▼

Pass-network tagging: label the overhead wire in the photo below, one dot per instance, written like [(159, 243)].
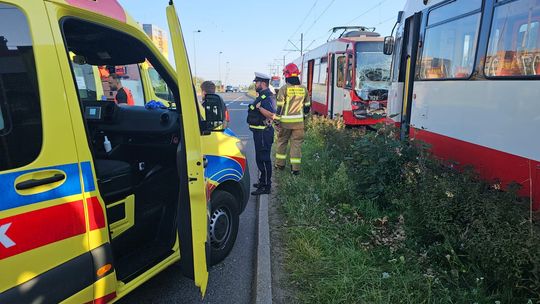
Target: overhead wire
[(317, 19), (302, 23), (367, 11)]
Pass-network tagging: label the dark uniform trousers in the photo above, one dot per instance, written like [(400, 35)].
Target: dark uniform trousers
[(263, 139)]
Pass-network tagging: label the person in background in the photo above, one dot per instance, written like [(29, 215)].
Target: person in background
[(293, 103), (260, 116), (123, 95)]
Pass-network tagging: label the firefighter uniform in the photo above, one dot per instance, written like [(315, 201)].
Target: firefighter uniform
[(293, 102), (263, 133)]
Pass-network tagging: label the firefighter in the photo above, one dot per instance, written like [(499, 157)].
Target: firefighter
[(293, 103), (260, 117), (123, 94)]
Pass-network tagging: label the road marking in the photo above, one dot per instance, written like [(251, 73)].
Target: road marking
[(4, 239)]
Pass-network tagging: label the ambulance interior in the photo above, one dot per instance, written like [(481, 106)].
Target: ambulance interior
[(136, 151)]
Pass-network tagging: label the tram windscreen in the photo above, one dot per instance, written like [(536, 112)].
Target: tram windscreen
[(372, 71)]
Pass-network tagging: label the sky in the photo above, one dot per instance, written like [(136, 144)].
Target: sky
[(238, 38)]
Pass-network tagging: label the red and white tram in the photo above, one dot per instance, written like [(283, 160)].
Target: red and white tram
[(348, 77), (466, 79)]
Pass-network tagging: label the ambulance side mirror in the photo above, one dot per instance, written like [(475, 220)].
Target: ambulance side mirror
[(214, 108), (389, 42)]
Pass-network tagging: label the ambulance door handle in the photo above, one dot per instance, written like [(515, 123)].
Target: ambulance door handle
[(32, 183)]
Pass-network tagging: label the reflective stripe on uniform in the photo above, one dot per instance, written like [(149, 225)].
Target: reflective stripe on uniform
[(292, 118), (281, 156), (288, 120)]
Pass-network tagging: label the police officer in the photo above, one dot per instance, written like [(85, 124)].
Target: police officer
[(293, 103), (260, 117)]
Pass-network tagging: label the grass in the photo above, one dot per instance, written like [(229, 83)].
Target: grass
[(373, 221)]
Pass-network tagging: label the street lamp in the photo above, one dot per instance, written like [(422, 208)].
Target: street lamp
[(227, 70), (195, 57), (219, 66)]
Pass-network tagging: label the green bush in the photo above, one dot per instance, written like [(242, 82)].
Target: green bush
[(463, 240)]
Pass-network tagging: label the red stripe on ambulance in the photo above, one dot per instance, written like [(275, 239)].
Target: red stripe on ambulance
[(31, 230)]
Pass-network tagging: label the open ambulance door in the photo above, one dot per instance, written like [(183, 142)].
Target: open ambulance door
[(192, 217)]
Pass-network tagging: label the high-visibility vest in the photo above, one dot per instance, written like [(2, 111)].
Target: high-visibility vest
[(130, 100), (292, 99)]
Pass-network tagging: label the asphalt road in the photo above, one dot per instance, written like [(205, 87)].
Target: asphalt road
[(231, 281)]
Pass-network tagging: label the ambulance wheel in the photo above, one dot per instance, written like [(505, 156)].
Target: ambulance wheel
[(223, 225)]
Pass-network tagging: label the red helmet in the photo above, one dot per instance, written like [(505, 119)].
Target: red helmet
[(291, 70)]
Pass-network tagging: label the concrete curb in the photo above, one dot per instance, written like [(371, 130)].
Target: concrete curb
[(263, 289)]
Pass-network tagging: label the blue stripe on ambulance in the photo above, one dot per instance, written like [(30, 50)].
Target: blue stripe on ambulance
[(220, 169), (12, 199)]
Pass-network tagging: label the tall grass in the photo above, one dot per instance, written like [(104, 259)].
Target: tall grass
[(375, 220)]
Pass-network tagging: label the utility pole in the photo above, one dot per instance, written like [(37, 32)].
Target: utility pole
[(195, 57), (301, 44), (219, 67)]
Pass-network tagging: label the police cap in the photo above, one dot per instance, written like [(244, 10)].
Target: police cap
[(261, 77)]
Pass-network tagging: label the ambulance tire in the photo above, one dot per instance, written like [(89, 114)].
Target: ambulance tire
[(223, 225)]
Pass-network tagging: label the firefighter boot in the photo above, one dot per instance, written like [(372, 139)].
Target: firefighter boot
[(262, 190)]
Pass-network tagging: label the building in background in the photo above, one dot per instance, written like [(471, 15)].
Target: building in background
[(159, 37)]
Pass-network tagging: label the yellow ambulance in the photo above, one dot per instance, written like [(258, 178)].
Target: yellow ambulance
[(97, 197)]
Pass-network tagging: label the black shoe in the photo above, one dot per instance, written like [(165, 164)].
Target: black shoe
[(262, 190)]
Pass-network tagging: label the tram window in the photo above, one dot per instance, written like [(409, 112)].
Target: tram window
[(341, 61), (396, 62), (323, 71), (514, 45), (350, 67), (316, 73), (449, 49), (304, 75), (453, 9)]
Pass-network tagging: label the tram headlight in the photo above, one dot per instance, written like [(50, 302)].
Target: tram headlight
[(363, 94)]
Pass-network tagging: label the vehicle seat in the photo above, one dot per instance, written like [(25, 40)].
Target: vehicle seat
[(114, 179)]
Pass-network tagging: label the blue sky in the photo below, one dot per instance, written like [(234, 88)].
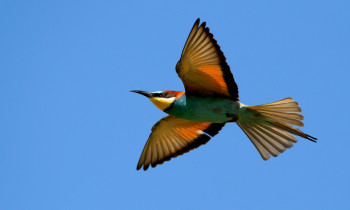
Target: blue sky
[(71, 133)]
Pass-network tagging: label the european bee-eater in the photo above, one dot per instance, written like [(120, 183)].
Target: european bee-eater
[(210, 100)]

▲
▼

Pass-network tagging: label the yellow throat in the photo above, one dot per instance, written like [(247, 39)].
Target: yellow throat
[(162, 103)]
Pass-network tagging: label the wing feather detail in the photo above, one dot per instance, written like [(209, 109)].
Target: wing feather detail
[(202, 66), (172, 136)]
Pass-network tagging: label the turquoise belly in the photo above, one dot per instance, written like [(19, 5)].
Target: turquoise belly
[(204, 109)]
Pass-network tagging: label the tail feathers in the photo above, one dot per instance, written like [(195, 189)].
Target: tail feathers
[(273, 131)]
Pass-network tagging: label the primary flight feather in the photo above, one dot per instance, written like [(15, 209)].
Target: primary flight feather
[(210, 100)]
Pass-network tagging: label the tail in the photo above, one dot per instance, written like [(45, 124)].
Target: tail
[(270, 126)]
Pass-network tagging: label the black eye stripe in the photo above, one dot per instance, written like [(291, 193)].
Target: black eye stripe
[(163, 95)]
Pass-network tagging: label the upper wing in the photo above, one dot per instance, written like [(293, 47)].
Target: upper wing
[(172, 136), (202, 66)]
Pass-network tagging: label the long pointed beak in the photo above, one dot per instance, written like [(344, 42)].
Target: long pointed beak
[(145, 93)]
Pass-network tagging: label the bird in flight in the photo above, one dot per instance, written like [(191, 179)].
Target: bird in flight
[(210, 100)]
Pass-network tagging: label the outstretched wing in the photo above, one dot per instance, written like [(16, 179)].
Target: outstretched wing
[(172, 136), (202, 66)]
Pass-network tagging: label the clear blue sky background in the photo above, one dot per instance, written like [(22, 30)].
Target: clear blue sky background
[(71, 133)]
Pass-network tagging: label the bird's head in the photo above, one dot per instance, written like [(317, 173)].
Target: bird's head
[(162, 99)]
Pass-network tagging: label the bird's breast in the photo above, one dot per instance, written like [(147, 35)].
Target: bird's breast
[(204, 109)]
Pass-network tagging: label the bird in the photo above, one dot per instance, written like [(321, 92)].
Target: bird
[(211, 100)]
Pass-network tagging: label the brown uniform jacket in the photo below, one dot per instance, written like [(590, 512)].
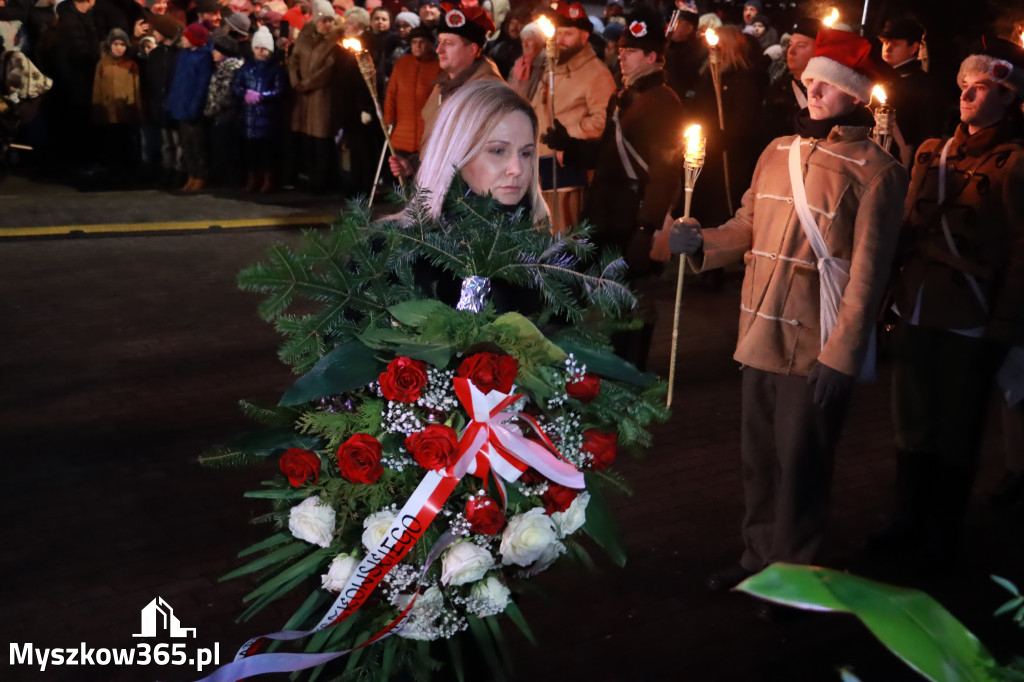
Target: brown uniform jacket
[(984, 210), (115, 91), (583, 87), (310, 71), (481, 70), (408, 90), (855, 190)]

▲

Task instructions
Please show every line above that includes the word "below".

Final answer
Pass-network tagging: label the overhead wire in the photo below, one dot per instance, written like [(159, 243)].
Pass-network tagging: label the blue sky in the photo below, one dot per instance, written like [(234, 88)].
Pass-network tagging: label the brown uniform jacket in the photo below, one dot per instance, written like [(590, 512)].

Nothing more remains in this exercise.